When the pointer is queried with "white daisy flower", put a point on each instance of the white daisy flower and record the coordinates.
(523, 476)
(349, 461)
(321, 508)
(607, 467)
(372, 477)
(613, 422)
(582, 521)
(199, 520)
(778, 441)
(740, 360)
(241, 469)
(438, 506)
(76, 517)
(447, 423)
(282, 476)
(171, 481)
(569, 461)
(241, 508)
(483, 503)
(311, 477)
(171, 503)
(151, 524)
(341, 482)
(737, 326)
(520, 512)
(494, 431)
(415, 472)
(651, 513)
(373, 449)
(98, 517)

## What this task involves
Nothing should be omitted or altered. Retype the records exactly.

## Solution for this exercise
When the pointer is queried with "white daisy flower", put a point on each instance of the white daisy flower and record the coordinates.
(523, 476)
(349, 461)
(321, 508)
(607, 467)
(372, 477)
(613, 422)
(582, 521)
(199, 520)
(778, 441)
(740, 360)
(241, 469)
(438, 506)
(76, 517)
(447, 423)
(282, 476)
(171, 481)
(569, 461)
(241, 508)
(483, 503)
(311, 477)
(171, 503)
(151, 524)
(341, 482)
(737, 326)
(520, 512)
(494, 431)
(415, 472)
(651, 513)
(373, 449)
(98, 517)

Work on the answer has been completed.